**Records for processing**
============

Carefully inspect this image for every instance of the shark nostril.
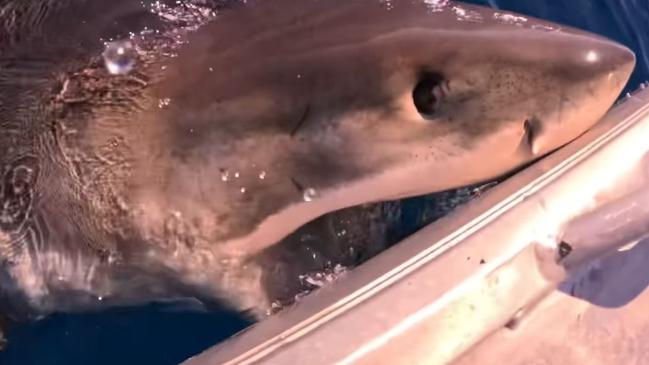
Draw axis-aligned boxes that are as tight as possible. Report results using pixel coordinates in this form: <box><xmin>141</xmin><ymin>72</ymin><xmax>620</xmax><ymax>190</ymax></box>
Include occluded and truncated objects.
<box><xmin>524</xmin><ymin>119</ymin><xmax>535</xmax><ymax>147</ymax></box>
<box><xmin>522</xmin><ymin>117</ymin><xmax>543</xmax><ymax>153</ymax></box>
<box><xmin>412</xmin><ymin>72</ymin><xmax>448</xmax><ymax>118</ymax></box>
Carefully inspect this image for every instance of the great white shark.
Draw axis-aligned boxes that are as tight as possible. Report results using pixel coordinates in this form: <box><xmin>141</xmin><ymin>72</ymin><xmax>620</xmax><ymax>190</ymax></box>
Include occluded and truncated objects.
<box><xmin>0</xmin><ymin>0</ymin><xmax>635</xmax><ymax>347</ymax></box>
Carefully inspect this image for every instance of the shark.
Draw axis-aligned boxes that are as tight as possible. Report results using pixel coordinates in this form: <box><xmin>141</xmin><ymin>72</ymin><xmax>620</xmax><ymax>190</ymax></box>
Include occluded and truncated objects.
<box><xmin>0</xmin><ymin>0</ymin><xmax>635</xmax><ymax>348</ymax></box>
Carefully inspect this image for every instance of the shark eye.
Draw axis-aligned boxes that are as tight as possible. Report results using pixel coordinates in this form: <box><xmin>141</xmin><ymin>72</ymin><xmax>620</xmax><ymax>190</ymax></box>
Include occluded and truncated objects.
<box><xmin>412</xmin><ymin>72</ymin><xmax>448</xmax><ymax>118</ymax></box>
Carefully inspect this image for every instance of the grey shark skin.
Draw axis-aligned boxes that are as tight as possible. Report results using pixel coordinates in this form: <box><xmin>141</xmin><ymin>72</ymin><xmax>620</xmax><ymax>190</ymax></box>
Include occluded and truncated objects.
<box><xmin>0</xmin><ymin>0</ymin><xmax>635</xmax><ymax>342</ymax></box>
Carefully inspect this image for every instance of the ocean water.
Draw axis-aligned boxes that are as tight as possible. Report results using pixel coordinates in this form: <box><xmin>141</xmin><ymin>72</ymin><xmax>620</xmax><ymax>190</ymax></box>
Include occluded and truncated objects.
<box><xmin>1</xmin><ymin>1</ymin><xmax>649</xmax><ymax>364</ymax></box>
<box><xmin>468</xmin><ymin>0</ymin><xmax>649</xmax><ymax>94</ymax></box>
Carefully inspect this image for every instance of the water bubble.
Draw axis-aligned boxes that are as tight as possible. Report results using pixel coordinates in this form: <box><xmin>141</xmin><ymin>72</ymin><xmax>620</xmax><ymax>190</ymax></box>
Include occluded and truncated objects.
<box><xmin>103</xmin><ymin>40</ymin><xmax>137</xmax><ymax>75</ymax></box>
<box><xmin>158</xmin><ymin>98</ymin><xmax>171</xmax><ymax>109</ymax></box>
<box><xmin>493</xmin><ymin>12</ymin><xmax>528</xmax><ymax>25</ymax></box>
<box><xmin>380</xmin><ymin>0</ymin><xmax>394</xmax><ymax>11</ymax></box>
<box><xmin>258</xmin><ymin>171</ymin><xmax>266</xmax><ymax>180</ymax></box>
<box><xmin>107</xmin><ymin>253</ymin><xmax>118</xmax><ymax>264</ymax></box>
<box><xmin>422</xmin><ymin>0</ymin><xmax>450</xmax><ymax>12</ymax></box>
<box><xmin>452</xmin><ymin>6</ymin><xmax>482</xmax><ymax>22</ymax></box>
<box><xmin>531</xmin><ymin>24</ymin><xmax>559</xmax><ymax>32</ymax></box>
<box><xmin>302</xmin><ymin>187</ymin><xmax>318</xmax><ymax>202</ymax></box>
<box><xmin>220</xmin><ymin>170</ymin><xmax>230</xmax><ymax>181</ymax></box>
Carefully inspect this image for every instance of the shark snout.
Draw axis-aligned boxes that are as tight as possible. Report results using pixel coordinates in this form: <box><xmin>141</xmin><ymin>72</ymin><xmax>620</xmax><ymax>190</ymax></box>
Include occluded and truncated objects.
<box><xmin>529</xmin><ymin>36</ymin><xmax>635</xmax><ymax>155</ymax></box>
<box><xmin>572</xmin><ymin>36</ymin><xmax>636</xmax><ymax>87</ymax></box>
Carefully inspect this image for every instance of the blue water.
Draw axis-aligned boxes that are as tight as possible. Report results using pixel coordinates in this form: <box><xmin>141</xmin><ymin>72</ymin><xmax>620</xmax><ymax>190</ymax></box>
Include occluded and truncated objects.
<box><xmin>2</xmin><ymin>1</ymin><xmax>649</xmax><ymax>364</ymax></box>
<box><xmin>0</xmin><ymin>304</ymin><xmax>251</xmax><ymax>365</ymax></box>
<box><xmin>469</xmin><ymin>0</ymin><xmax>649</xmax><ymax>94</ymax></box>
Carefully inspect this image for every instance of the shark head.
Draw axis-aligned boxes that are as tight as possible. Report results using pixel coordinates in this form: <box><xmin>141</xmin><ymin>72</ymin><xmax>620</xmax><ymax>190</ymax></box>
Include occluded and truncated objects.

============

**What you need to do**
Find every line in the entries that includes the word "water", then state how many there are and nothing else.

**The completed task**
3